Dataset rows
========
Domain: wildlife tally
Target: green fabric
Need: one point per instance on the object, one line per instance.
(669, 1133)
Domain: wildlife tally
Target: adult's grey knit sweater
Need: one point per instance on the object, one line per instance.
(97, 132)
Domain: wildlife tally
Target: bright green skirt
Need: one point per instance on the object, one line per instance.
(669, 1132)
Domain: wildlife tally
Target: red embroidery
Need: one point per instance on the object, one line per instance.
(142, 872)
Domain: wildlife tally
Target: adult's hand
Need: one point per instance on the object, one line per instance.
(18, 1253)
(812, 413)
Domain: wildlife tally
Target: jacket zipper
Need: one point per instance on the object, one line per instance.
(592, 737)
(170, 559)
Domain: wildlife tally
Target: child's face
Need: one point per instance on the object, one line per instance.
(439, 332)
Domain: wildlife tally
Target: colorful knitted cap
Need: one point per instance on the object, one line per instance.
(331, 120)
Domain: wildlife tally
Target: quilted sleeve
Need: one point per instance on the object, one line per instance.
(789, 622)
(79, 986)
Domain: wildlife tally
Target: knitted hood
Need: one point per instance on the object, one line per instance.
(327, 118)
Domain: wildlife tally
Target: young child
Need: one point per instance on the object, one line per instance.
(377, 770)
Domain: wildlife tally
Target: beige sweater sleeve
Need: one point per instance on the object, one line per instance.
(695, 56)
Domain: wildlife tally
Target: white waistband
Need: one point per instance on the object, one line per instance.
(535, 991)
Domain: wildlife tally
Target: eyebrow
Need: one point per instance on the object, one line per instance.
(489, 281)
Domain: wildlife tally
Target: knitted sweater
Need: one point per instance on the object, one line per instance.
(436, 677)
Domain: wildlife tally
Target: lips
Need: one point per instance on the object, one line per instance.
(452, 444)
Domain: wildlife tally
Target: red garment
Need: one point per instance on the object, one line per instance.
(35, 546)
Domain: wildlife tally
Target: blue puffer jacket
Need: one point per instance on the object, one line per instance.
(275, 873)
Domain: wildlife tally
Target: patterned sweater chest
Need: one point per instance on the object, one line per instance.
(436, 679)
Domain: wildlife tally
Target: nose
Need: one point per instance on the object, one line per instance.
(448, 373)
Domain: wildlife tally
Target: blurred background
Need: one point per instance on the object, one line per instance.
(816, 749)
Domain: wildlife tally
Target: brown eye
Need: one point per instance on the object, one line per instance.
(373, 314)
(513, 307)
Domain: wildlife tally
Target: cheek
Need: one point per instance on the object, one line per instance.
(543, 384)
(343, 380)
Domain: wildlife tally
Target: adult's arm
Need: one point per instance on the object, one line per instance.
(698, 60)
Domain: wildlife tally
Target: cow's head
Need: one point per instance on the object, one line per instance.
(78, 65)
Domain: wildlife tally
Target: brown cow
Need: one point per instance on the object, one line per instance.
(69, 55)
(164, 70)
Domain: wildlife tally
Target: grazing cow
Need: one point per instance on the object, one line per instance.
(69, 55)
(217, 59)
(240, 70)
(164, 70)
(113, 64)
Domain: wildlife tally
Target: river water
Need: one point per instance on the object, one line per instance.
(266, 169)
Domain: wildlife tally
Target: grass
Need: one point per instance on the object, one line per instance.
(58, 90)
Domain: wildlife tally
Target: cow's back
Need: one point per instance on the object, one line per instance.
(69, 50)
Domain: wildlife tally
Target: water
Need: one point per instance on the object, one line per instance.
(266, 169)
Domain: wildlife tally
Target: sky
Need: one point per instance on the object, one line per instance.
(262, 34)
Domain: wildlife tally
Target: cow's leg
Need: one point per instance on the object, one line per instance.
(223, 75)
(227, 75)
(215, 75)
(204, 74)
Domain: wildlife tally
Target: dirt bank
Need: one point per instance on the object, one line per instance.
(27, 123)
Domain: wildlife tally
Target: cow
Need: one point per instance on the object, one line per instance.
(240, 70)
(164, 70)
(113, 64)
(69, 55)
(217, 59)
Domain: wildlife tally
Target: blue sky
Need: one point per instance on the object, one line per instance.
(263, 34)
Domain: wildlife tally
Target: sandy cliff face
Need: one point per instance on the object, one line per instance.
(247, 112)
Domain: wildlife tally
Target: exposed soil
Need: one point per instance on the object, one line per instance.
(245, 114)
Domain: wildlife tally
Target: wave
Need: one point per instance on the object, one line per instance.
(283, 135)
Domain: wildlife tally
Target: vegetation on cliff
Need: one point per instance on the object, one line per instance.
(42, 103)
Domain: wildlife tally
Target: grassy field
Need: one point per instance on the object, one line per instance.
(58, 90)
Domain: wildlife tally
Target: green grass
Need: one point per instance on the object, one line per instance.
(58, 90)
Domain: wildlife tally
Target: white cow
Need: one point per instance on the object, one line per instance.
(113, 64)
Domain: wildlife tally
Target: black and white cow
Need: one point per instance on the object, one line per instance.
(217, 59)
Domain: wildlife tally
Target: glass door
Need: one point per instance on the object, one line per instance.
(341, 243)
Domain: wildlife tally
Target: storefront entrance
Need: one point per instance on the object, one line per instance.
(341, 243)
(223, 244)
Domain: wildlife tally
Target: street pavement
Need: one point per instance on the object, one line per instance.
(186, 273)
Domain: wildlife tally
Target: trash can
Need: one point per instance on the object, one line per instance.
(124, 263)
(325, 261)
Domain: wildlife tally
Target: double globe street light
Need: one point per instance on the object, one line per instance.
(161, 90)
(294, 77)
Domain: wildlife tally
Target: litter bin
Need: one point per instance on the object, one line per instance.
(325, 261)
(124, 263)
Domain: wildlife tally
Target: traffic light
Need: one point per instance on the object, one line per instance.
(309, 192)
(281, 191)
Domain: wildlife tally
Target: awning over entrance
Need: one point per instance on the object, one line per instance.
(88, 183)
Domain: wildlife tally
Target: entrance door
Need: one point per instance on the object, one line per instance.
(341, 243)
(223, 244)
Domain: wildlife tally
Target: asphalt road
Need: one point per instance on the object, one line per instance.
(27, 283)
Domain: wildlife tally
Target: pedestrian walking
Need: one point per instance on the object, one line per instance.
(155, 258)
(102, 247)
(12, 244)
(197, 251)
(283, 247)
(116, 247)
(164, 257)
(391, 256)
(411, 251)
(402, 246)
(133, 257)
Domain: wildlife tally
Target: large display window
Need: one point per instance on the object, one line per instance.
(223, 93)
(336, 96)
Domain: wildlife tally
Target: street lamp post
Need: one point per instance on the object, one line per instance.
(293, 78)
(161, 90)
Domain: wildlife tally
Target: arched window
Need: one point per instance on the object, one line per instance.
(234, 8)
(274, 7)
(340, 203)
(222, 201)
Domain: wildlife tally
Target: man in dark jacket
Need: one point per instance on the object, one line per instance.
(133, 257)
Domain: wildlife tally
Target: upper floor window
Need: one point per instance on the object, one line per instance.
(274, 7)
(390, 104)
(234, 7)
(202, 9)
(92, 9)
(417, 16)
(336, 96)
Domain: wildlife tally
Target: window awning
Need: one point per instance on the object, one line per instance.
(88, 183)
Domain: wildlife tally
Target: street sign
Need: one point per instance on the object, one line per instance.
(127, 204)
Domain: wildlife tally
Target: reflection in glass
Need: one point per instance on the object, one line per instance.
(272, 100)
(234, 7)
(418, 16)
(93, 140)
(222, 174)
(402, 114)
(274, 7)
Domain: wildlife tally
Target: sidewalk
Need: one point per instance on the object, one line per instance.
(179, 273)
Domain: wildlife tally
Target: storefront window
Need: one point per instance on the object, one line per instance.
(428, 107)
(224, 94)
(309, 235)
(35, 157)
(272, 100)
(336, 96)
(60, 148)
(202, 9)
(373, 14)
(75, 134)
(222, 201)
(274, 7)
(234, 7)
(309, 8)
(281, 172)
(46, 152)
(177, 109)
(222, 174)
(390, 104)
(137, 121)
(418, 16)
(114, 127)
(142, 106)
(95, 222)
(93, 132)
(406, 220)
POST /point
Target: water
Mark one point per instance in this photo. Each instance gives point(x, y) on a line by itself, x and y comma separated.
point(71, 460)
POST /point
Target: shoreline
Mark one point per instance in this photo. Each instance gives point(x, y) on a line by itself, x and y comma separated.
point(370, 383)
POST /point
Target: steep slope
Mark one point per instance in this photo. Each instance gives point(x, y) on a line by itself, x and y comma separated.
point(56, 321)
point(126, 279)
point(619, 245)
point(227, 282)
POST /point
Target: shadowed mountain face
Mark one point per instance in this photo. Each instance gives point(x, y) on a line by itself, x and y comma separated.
========
Filter the records above down to the lines containing the string "face", copying each such line. Match case exactly.

THE REPLY
Target: child's face
Target: sandy cliff face
Target: shadowed mountain face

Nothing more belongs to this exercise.